* PASSAGE TO READ
+===+

Gabor Kaszab has posted comments on this change. ( 
http://gerrit.cloudera.org:8080/20010 )

Change subject: IMPALA-11996: Scanner change for Iceberg metadtata querying
......................................................................


Patch Set 5:

(64 comments)

Thanks for the patch, Tamas! Does really seem like a lot of work.

I took a first look and I think I found some mem leaks around 
IcebergMetadataScanNode.

I still have to digest the code in IcebergMetadataTableScanner, though. 
Honestly, for me it seems pretty ugly to have JNI call within c++ for literally 
everything. I naively thought that we could somehow let the Java part do the 
Java stuff and the C++ part only meant to ask for the next set of results in 
some format, like thrift.
Even if that's not possible, I think we can give some subtask to the Java part, 
like "please create me the object for the metadata table" and then we can hide 
the majority of the java class/variable/method/type references in the c++ code.
Can't we somehow keep the Java references minimal and let's say maintain the 
iterator that traverses the results, but then ask the Java part to get us the 
actual results giving it the iterator? Could results be passed in thrift or 
some buffer format between the 2 words? Once we got them, we could move the 
values into the row_batch.

I'm curious what others think about this, though.

+===+

* PROVIDED MATERIAL

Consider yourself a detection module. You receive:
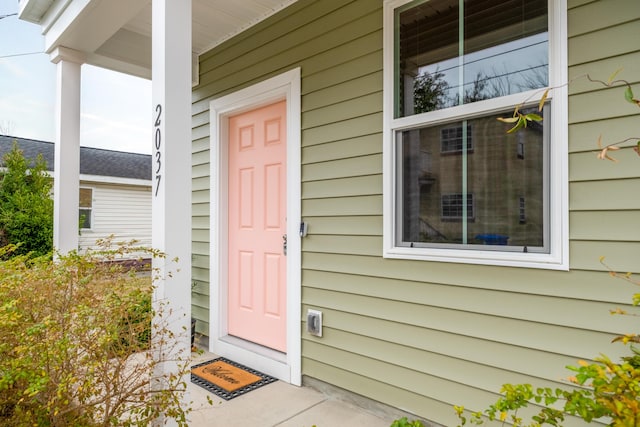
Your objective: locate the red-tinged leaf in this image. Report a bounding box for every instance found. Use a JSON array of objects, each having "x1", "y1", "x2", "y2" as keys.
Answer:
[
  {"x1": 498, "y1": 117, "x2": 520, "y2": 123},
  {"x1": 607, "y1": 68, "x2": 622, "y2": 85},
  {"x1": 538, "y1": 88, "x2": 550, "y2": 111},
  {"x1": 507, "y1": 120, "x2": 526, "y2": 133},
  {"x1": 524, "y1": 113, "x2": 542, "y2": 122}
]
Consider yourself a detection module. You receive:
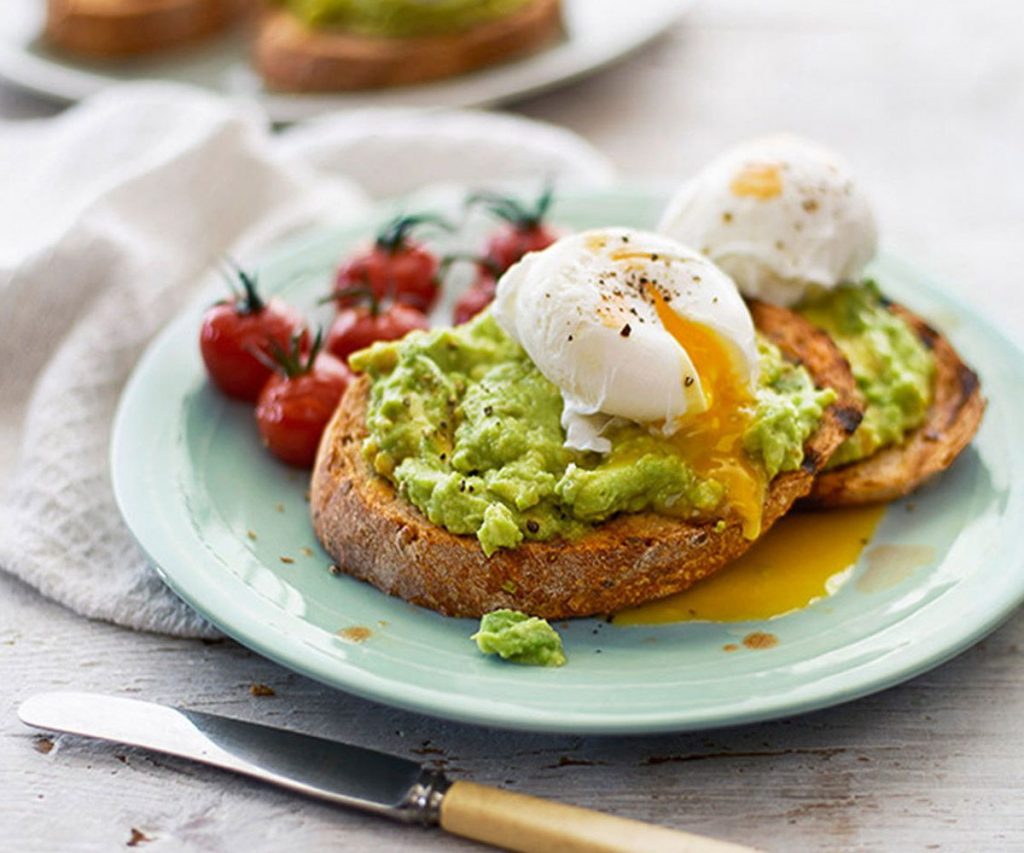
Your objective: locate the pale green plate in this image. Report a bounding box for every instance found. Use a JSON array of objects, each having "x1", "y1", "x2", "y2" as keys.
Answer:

+===+

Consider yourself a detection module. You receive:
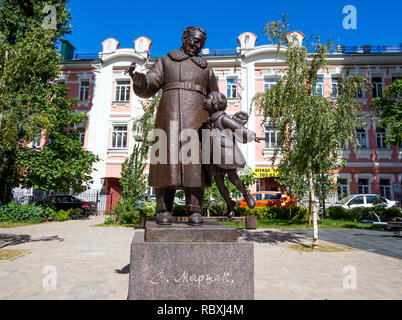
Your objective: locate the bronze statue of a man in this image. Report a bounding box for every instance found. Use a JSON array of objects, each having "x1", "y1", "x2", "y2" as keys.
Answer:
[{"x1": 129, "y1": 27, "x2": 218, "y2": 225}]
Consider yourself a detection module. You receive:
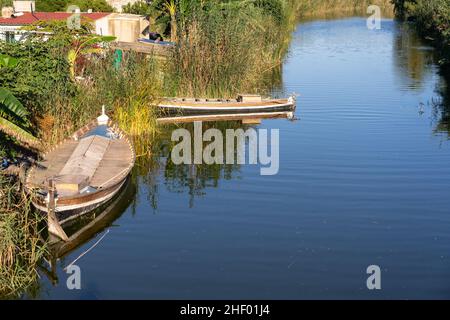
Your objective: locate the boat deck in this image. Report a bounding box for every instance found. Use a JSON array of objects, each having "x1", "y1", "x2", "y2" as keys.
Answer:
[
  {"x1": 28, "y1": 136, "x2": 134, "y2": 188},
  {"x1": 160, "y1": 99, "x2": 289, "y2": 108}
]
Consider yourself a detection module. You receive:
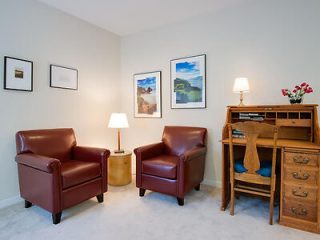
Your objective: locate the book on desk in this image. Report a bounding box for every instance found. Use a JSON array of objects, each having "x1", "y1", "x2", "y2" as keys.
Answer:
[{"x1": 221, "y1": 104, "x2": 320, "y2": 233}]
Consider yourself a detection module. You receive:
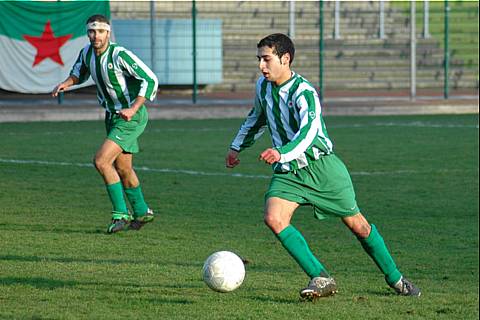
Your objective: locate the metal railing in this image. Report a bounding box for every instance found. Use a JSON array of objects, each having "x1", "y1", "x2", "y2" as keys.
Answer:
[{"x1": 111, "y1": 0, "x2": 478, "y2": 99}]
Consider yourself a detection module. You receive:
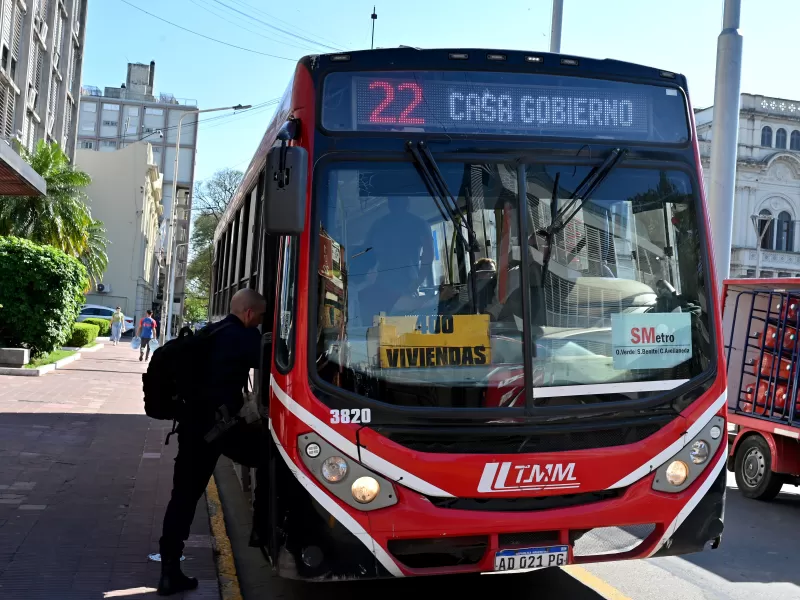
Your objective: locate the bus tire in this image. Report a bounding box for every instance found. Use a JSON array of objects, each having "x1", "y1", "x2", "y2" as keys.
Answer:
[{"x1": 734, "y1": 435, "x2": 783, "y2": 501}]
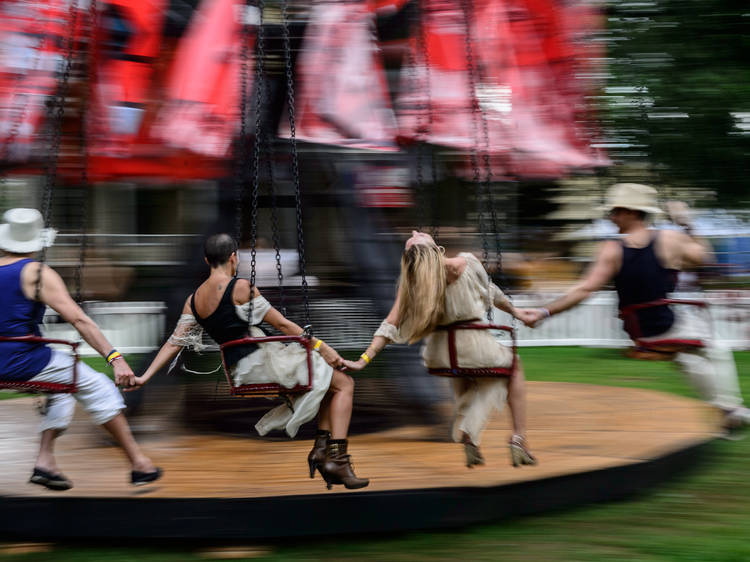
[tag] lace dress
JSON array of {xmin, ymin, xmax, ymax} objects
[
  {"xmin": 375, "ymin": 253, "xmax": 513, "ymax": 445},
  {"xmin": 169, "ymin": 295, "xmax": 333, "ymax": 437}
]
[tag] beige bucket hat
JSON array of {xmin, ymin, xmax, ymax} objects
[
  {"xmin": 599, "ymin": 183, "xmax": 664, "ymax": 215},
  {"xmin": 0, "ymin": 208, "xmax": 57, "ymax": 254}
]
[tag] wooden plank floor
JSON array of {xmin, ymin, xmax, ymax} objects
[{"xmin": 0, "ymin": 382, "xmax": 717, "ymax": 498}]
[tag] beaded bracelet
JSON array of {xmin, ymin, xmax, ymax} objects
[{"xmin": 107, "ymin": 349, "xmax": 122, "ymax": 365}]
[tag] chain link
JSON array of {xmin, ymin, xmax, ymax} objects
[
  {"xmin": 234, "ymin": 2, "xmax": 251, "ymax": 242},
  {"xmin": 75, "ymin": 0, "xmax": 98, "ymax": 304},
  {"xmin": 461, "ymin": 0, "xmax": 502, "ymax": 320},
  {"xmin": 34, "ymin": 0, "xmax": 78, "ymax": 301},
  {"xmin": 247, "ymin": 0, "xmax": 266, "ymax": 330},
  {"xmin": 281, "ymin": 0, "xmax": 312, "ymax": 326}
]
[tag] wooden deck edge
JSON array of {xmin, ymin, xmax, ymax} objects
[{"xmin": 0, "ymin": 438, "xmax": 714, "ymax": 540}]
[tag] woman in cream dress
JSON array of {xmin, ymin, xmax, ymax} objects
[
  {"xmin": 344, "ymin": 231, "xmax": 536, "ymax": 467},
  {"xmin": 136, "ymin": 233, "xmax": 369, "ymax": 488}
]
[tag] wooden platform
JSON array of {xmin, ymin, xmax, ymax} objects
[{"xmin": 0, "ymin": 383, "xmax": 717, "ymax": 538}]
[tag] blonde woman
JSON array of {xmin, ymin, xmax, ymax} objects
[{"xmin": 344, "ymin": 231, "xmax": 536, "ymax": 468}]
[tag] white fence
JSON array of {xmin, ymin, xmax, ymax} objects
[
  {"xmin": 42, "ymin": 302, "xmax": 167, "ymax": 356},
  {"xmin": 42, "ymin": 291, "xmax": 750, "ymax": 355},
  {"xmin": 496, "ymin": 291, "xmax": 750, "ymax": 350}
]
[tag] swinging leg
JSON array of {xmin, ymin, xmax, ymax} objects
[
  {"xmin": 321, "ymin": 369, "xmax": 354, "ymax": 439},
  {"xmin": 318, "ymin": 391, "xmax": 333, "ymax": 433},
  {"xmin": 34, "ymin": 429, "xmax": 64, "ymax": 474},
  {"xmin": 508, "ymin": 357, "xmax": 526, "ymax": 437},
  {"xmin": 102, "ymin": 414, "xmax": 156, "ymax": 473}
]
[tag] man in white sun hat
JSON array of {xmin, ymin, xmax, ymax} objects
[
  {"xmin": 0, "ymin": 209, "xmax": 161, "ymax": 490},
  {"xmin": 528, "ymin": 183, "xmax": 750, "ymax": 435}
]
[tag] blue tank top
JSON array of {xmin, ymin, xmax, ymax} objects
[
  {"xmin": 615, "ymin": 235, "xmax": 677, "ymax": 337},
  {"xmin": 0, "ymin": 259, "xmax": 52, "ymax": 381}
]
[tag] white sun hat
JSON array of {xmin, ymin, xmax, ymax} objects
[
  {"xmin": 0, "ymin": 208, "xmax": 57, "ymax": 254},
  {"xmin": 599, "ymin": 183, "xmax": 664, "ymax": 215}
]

+===+

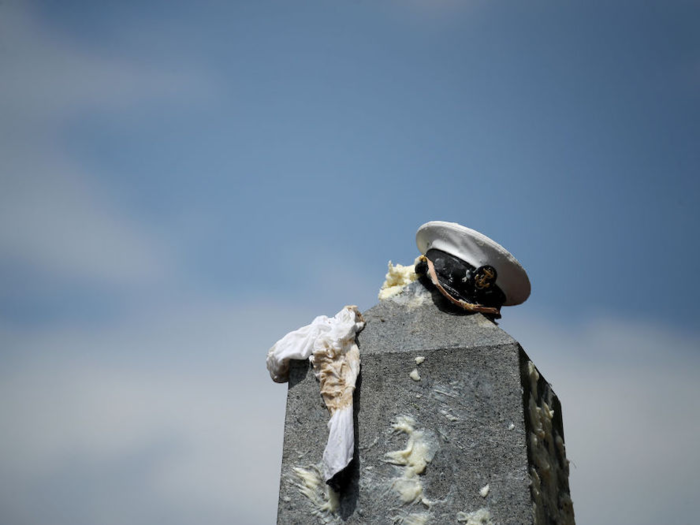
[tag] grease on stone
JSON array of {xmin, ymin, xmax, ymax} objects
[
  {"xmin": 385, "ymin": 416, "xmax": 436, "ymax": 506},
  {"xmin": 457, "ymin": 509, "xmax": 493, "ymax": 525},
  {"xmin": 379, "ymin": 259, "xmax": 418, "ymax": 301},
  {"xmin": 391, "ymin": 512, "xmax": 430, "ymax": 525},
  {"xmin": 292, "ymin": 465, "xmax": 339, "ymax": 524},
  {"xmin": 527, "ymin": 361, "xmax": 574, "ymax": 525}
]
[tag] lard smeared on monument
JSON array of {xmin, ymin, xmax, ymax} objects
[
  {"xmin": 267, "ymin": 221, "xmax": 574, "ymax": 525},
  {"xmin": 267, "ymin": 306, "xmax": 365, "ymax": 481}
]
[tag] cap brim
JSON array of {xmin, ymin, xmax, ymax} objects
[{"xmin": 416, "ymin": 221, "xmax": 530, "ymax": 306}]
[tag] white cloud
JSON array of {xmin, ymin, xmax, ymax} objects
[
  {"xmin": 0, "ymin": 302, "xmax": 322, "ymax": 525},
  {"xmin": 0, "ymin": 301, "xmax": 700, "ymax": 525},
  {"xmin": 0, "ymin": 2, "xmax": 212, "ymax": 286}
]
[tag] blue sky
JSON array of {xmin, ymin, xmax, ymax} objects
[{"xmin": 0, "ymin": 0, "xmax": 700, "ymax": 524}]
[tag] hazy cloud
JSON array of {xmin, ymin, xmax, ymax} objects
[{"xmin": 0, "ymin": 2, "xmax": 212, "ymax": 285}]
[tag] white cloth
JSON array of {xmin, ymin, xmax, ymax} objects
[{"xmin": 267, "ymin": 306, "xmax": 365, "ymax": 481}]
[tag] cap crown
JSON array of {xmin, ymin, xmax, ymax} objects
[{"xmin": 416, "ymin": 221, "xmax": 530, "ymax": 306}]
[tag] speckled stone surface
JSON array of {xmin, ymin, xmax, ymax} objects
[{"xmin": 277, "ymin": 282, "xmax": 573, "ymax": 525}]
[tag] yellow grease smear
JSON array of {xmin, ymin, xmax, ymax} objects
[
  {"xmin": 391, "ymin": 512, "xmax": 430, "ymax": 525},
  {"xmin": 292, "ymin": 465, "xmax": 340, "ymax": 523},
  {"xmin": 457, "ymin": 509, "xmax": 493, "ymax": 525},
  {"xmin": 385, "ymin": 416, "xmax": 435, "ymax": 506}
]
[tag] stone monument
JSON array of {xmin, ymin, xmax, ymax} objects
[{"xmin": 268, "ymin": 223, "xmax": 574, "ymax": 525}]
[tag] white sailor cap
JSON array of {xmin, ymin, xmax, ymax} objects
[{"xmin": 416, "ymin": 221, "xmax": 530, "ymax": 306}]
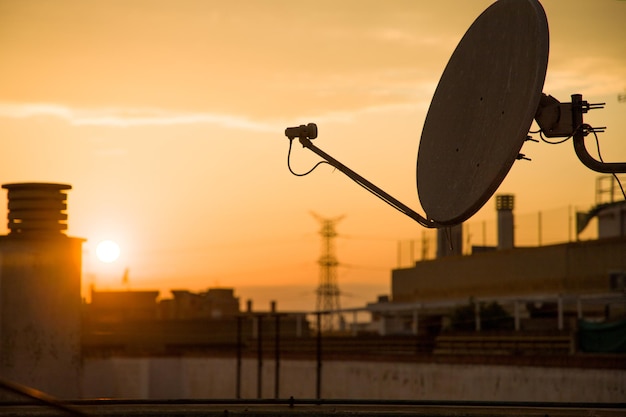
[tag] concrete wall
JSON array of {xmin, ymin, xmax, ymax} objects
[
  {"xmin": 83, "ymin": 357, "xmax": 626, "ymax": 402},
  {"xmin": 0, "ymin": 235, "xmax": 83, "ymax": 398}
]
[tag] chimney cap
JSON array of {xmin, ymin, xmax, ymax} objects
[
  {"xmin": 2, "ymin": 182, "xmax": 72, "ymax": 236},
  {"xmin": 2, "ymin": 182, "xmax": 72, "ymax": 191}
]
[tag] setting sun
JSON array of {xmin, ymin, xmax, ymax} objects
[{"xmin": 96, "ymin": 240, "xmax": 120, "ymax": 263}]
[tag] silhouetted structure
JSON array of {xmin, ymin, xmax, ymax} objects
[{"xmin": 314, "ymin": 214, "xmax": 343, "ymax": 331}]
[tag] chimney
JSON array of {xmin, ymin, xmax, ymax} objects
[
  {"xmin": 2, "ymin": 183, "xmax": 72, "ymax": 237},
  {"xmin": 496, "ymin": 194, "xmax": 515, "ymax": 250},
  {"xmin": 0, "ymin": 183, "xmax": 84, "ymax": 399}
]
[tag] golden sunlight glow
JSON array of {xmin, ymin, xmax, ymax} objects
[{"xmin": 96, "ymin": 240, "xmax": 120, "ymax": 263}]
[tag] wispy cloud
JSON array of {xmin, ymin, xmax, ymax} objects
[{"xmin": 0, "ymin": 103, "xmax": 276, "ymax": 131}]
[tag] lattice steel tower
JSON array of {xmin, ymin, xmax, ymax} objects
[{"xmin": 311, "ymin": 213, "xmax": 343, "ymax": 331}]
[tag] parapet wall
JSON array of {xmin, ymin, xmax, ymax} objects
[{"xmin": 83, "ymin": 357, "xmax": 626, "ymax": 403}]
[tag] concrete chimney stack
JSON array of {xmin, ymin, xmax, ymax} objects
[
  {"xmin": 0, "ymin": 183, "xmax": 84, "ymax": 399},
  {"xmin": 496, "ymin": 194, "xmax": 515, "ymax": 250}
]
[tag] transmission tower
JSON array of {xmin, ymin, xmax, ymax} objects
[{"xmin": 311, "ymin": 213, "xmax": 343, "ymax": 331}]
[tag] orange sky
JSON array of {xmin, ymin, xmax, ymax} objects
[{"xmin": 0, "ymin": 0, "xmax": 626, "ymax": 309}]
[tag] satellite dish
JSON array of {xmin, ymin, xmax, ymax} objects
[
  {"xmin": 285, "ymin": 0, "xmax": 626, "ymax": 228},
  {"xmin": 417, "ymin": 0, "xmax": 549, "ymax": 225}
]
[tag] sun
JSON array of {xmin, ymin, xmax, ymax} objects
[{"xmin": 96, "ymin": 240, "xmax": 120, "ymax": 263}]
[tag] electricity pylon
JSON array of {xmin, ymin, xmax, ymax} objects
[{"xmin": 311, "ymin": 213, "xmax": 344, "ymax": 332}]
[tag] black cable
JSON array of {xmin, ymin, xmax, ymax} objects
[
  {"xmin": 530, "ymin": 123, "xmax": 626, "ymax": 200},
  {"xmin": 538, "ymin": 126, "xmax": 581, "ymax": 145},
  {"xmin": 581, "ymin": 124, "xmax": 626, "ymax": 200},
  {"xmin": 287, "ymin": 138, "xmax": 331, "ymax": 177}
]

+===+

* YOUR INSTRUCTIONS
Translate this sentence from the code review comment into Spanish: "I still have to digest the code in IcebergMetadataTableScanner, though."

* SOLUTION TO THE PROBLEM
Sin embargo, todavía tengo que asimilar el código de IcebergMetadataTableScanner.